SOURCE DOCUMENT
DPD-5000 Long-range Surveillance Airship

• long-range radiolocation reconnaissance, 
• sea patrol for locating and fighting enemy ships and submarines at a long distance using special equipment, 
• sea and ice survey in the interests of ships steering, 
• locating mine fields and de-mining, 
• rescue operations on the open sea after natural and technical cataclysms when helicopters, seaplanes and ships can not be used, 
• search for submerged objects, 
• ecological survey in different parts of the planet, 
• fight against pollution of water areas, 
• search for and transportation of space crafts and their crews, 
• relaying different kinds of information, 
• seacoast patrol, 
• oversize loads delivery by the use of external suspension. 

The DPD-5000 is a semi-rigid airship. The airship construction includes the main means of ground basing and a mooring complex. The airship envelope has a three-part shape formed by an internal catenary belts system. It is made out of domestic multi-layer fabric on a synthetic basis with a cover on titanium dioxide basis. Presumably, the envelope resource will constitute 2,000 hours with a possibility of subsequent exploitation of it in accordance with the technical condition. The envelope material is translucent for radio waves.

The envelope is divided into three sections by two diaphragms. There is a set of three ballonets in the fore section and three ballonets in the aft. On the front diaphragm there is a shaft for ascent to the top of the envelope. Besides, it is possible to go to the fore and aft set of the ballonets and into the gas volume.

The design rigidity is ensured by a keel girder made out of aviation alloys. To ensure the airship takeoff run and landing roll, a hinged junction of the keel girder sections is designed. The bow airship reinforcement is provided with a petalled mooring point that allows to execute mooring to any kinds of mooring masts. The airship has a bottom attachment fitting to park on a movable mast.

The airship empennage is "X"-shaped an has an auxiliary vertical fin where a rudder propeller is mounted. Each of the four rudder surfaces provides sure control and allows to moor in case of a damage. If all the rudders stop working due to a damage, the airship can moor by means of a rudder engine and main engines thrust vector changes.

The power plant consists of two propulsion diesel engines and a rudder engine. The mounting design permits to change the main engines thrust vector direction. The ring propeller fairings enable to decrease the level of noise. A system of water condensation out of exhaust fumes is applied in the airship design to refill the onboard ballast. It is also planned to transfer a part of the thermal energy into the envelope. At a large distance, the airship  will look like a sunlit cloud.

The rudder engine serves for the airship control in case of malfunction of the rudder surfaces. It allows to control the airship in a hovering mode. The rudder control is hydraulic and carried out from the pilot's control column.

The control system is designed so that an onboard computer can be mounted to facilitate the airship control and increase reliability of the control system. Besides, the computer can be used to process video images received from the TV cameras. One set of the TV cameras is mounted in the top part of the airship envelope and intended for survey of the upper semi-sphere; the other set is in the envelope and serves for location of breaks and punctures in the envelope and for control after the condition of the ballonets; the third set is under the gondola and serves for survey of the lower semi-sphere, spotting and taking photos of different objects, facilitation of the airship landing.

CHALLENGE A
Rewrite the part of the airship text between "DPD-5000 Long-range Surveillance" and "of external suspension.", inclusive, putting "submersibles" in place of "submarines".

DATA LINES

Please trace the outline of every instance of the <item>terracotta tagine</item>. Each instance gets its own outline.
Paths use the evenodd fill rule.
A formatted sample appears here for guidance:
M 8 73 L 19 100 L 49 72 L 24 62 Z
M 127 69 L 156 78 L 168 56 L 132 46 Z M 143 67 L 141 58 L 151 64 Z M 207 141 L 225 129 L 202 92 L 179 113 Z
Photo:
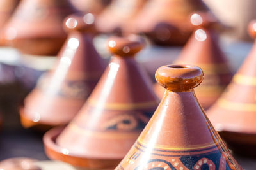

CHALLENGE B
Please repeat the rows word for word, from the first line of the rows through the line holding "M 8 73 L 19 100 L 49 72 L 24 62 Z", inclusive.

CORRECT OUTPUT A
DPD-5000 Long-range Surveillance Airship

• long-range radiolocation reconnaissance, 
• sea patrol for locating and fighting enemy ships and submersibles at a long distance using special equipment, 
• sea and ice survey in the interests of ships steering, 
• locating mine fields and de-mining, 
• rescue operations on the open sea after natural and technical cataclysms when helicopters, seaplanes and ships can not be used, 
• search for submerged objects, 
• ecological survey in different parts of the planet, 
• fight against pollution of water areas, 
• search for and transportation of space crafts and their crews, 
• relaying different kinds of information, 
• seacoast patrol, 
• oversize loads delivery by the use of external suspension.

CORRECT OUTPUT B
Please trace the outline of every instance of the <item>terracotta tagine</item>. Each instance gets its own outline.
Paths use the evenodd fill rule.
A formatted sample appears here for guidance:
M 8 73 L 19 100 L 49 72 L 24 62 Z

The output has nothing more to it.